= Your instructions =
Please repeat the lines below, exactly and only, from the one that holds "Need: place one point per instance of the dirty" through the one that holds "Need: place one point per instance of the green leaf".

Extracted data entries
== Segment start ==
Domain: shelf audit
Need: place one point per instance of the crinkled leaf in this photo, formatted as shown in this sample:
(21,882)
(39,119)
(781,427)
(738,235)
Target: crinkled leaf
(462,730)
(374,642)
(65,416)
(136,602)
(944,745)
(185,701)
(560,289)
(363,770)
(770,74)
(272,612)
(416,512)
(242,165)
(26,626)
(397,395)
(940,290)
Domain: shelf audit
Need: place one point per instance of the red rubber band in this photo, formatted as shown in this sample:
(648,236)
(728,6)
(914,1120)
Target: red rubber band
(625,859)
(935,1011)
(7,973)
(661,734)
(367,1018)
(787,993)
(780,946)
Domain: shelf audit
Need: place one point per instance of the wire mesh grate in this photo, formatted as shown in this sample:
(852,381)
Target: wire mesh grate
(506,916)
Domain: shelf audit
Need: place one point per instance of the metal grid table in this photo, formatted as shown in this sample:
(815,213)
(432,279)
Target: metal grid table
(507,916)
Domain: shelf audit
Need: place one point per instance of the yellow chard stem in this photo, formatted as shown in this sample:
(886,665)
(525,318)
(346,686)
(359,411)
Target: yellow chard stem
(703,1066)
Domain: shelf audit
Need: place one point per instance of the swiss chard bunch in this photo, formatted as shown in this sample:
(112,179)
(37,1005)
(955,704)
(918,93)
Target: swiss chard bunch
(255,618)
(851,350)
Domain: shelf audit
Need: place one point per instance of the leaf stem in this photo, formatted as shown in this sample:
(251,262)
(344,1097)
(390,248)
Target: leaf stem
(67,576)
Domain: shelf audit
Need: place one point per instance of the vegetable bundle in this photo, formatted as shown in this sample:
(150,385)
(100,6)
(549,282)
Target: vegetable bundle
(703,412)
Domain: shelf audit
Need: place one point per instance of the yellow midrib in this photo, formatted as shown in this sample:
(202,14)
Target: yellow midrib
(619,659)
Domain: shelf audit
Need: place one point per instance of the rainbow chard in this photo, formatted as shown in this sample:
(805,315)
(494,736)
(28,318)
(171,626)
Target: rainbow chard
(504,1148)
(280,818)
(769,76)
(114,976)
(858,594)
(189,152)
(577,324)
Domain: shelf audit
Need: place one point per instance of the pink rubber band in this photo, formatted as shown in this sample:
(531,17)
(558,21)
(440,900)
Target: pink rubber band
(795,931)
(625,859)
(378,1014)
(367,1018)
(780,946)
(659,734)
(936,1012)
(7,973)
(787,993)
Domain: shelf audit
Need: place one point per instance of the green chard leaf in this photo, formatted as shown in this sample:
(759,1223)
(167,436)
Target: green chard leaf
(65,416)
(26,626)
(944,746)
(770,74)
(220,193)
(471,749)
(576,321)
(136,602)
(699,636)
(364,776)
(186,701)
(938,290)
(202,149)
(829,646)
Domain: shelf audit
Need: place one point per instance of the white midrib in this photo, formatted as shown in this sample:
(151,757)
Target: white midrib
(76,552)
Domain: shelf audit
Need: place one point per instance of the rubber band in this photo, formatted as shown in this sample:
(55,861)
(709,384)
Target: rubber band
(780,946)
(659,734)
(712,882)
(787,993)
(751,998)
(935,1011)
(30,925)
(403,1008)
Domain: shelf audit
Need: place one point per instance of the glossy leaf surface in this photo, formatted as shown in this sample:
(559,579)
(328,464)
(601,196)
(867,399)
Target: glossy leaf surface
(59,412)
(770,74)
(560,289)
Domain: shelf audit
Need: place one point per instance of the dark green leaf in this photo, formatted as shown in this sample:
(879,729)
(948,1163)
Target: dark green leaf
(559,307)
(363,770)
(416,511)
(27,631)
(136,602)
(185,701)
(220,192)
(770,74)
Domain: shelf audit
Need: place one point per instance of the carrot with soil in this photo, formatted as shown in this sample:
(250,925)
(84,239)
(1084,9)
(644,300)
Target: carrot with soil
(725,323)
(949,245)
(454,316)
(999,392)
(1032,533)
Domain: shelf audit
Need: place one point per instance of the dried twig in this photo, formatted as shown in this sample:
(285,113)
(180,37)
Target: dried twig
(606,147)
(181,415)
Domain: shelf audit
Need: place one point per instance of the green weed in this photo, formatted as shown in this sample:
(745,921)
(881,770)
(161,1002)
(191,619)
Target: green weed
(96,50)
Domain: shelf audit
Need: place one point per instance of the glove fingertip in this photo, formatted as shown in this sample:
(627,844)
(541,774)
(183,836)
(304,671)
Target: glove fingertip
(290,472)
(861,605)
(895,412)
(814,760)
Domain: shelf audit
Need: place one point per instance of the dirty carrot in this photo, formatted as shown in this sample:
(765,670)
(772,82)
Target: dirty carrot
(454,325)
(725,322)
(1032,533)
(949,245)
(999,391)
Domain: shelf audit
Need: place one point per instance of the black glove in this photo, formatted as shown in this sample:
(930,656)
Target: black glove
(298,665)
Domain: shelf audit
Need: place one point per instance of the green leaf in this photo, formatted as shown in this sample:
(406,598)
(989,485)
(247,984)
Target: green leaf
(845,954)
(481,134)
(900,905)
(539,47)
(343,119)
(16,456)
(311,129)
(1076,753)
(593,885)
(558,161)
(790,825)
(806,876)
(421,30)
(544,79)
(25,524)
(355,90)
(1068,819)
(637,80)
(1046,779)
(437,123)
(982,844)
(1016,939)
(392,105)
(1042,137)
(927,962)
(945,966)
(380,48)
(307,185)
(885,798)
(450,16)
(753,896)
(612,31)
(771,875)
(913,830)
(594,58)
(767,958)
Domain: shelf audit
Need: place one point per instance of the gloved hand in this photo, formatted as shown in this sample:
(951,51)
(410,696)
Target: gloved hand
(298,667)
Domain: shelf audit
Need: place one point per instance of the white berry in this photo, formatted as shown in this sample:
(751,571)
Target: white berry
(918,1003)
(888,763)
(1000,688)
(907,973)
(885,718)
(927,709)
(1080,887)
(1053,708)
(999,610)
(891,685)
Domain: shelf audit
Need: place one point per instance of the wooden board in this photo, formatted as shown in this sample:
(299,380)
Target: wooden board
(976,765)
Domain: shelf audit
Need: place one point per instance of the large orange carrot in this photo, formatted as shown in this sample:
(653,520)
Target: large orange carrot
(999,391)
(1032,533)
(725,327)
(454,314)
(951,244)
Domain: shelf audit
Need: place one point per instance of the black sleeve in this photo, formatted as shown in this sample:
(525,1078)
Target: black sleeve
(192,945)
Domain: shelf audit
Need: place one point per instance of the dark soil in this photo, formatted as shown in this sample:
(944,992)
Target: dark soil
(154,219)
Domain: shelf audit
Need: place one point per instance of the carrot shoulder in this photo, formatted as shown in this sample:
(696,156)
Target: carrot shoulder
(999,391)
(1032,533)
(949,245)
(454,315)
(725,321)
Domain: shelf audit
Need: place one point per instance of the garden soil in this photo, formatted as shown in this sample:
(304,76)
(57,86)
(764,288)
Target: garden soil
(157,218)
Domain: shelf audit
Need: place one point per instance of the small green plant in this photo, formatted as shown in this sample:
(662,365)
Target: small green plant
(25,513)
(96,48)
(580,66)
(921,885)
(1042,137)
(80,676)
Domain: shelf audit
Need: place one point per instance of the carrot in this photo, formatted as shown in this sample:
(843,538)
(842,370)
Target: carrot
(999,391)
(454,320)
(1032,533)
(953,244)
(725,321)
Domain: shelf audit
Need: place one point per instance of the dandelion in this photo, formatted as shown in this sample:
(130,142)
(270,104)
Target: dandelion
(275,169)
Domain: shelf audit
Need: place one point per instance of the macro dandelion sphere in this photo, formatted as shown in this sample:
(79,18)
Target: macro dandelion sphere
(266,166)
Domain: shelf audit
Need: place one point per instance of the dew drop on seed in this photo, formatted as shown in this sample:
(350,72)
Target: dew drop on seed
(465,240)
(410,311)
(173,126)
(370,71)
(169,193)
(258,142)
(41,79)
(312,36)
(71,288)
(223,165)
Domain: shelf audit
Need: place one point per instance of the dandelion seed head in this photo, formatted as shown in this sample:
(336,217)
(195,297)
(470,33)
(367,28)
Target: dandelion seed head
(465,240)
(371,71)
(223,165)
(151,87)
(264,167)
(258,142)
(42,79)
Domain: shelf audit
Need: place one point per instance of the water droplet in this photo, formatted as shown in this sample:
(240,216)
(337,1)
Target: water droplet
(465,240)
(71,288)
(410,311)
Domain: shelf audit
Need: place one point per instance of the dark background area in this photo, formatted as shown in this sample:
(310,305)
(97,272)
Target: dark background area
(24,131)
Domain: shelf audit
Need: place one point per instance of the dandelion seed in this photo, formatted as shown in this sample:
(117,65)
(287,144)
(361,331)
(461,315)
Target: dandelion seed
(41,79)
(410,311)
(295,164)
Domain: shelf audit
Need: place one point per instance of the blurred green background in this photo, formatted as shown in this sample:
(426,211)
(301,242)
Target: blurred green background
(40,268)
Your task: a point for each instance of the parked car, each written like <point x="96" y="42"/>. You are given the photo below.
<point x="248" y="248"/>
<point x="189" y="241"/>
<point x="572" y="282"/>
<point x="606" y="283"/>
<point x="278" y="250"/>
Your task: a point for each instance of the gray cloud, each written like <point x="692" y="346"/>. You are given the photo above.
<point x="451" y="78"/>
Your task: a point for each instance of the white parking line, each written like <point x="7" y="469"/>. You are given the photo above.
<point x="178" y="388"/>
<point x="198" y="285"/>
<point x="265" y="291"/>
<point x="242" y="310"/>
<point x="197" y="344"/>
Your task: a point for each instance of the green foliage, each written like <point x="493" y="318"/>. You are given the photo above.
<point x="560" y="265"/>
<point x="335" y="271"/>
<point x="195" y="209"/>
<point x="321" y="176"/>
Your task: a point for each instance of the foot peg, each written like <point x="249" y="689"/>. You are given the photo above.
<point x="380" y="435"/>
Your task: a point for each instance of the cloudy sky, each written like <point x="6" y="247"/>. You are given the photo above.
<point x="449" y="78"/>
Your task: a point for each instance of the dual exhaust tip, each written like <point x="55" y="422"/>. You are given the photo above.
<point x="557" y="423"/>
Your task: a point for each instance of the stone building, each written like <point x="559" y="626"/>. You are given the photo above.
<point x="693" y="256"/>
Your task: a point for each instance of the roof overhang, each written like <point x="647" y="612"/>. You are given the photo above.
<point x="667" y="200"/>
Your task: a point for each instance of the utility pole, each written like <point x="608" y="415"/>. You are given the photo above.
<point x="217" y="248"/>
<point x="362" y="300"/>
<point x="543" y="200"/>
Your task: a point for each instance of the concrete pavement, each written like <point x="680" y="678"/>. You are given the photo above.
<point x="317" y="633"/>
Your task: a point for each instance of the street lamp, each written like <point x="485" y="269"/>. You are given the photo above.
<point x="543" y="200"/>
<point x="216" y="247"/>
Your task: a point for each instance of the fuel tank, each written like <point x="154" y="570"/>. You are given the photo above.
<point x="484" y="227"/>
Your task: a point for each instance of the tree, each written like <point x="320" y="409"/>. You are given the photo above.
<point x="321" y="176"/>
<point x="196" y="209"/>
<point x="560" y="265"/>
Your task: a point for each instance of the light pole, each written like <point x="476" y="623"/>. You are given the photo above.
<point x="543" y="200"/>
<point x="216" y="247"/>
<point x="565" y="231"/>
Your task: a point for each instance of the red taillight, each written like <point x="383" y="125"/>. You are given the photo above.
== Segment end ==
= Answer area =
Need: place one point per instance of the dirty carrot in this photo, formatted as shown in this sample:
(765,670)
(772,82)
Target: dirty carrot
(454,325)
(725,322)
(1032,533)
(949,245)
(999,391)
Domain: shelf audit
Need: place one point per instance of the black glove in this photo, formatted as shown in this sample:
(930,656)
Target: black glove
(298,665)
Domain: shelf audit
Need: place one point per instance of the green leaf in this photo, formatted as shown in this sample:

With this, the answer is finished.